Return every record below exactly.

--- --- ---

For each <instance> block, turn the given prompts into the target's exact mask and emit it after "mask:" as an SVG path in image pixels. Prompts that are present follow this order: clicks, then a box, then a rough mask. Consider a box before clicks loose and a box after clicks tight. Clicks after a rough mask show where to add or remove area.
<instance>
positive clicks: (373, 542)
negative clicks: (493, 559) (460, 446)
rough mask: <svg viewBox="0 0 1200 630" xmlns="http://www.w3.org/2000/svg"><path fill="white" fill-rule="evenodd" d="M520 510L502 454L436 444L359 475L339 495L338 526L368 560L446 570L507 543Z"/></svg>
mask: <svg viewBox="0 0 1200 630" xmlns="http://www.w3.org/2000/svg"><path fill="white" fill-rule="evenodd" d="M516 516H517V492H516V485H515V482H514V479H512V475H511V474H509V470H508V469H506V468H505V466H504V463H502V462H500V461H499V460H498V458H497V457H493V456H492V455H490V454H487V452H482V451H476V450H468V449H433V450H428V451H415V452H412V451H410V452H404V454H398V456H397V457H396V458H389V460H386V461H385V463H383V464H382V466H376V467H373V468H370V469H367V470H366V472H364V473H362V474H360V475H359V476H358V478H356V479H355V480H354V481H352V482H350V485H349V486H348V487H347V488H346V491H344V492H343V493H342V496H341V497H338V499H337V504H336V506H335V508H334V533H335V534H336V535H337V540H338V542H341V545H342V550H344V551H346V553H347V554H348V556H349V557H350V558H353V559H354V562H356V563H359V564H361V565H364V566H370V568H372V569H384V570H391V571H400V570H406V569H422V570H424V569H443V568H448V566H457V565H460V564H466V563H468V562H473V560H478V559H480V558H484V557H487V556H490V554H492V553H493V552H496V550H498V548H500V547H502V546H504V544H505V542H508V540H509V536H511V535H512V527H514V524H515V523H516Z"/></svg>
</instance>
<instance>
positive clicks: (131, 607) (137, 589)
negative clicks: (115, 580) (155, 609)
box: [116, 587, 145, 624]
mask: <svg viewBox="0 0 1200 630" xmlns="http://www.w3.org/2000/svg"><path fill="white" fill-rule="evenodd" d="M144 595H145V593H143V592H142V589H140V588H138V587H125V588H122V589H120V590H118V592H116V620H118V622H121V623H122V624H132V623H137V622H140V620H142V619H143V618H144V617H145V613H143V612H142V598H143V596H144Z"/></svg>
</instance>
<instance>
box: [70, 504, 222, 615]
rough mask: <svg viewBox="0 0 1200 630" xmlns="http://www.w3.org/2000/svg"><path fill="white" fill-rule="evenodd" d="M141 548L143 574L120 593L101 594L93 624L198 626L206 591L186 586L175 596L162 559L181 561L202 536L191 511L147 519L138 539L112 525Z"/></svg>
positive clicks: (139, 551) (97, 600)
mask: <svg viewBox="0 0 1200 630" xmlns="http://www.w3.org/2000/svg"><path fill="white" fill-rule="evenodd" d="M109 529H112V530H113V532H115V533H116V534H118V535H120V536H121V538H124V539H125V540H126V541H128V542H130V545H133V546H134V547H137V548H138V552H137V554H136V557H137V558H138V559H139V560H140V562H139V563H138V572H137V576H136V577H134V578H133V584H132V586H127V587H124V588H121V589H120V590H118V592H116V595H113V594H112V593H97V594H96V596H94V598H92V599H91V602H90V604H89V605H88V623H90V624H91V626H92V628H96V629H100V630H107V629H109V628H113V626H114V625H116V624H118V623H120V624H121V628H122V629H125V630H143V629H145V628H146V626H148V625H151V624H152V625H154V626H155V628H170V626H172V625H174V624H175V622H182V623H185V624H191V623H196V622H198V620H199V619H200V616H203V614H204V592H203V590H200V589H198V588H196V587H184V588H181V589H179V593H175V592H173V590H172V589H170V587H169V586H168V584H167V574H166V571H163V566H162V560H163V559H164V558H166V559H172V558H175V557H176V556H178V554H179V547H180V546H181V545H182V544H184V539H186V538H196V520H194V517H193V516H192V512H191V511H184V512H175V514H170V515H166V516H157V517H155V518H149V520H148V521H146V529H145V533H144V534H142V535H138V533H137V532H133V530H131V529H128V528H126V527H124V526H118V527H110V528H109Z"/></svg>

--- --- ---

» **Exercise answer**
For each <instance> block, turn the given prompts into the target's exact mask and emit it after "mask:" as an SVG path in image pixels. Prompts that are present follow this order: clicks, then a box, then a rough mask. Consider a box before clicks loose and a box after clicks tight. Clicks after a rough mask show where to add or remove area.
<instance>
positive clicks: (373, 542)
negative clicks: (493, 559) (460, 446)
rough mask: <svg viewBox="0 0 1200 630" xmlns="http://www.w3.org/2000/svg"><path fill="white" fill-rule="evenodd" d="M520 510L502 454L436 444L359 475L339 495L338 526L368 560L446 570L507 543Z"/></svg>
mask: <svg viewBox="0 0 1200 630" xmlns="http://www.w3.org/2000/svg"><path fill="white" fill-rule="evenodd" d="M516 516H517V492H516V485H515V482H514V479H512V475H511V474H509V470H508V469H506V468H505V466H504V463H502V462H500V461H499V460H498V458H497V457H493V456H492V455H490V454H487V452H482V451H476V450H468V449H433V450H428V451H415V452H412V451H410V452H404V454H398V456H397V457H396V458H389V460H386V461H385V463H383V464H382V466H376V467H373V468H370V469H367V470H366V472H364V473H362V474H360V475H359V476H358V478H356V479H355V480H354V481H352V482H350V485H349V486H348V487H347V488H346V491H344V492H343V493H342V496H341V497H338V499H337V504H336V506H335V508H334V533H335V534H336V535H337V540H338V542H341V545H342V550H344V551H346V553H347V554H348V556H349V557H350V558H353V559H354V562H356V563H359V564H361V565H364V566H370V568H372V569H384V570H391V571H400V570H406V569H422V570H424V569H443V568H448V566H457V565H460V564H466V563H468V562H473V560H478V559H480V558H484V557H487V556H490V554H492V553H493V552H496V550H498V548H500V547H502V546H504V544H505V542H508V540H509V536H511V535H512V527H514V524H515V523H516Z"/></svg>
</instance>
<instance>
positive clicks: (131, 607) (137, 589)
negative clicks: (115, 580) (155, 609)
box: [116, 587, 145, 624]
mask: <svg viewBox="0 0 1200 630" xmlns="http://www.w3.org/2000/svg"><path fill="white" fill-rule="evenodd" d="M144 595H145V593H143V592H142V589H140V588H138V587H125V588H122V589H120V590H118V592H116V620H118V622H121V623H122V624H132V623H137V622H140V620H142V619H143V618H144V617H145V613H143V612H142V598H143V596H144Z"/></svg>
</instance>
<instance>
box: [70, 504, 222, 615]
rough mask: <svg viewBox="0 0 1200 630" xmlns="http://www.w3.org/2000/svg"><path fill="white" fill-rule="evenodd" d="M141 548L143 574L120 593L101 594L93 624L198 626L206 591L186 586L175 596L162 559L181 561L202 536L191 511L147 519L138 539L112 525Z"/></svg>
positive clicks: (139, 551) (97, 600)
mask: <svg viewBox="0 0 1200 630" xmlns="http://www.w3.org/2000/svg"><path fill="white" fill-rule="evenodd" d="M109 529H112V530H113V532H115V533H116V534H118V535H120V536H121V538H124V539H125V540H126V541H128V542H130V545H133V546H134V547H137V548H138V552H137V554H136V557H137V558H138V559H139V560H140V562H139V563H138V572H137V576H136V577H134V578H133V584H132V586H127V587H124V588H121V589H120V590H118V592H116V595H113V594H112V593H97V594H96V596H94V598H92V599H91V602H90V604H89V605H88V623H90V624H91V626H92V628H96V629H100V630H107V629H109V628H113V626H114V625H116V624H118V623H120V624H121V628H122V629H125V630H143V629H145V628H146V626H148V625H151V624H152V625H154V626H155V628H170V626H172V625H174V624H175V622H182V623H185V624H191V623H196V622H198V620H199V619H200V616H203V614H204V592H203V590H200V589H198V588H196V587H184V588H181V589H179V593H175V592H173V590H172V589H170V587H169V586H168V584H167V574H166V571H163V566H162V560H163V559H164V558H166V559H172V558H175V557H176V556H178V554H179V547H180V546H181V545H182V544H184V539H186V538H196V520H194V517H193V516H192V512H191V511H184V512H175V514H170V515H166V516H157V517H155V518H149V520H148V521H146V529H145V533H144V534H142V535H138V533H137V532H133V530H131V529H128V528H126V527H124V526H118V527H110V528H109Z"/></svg>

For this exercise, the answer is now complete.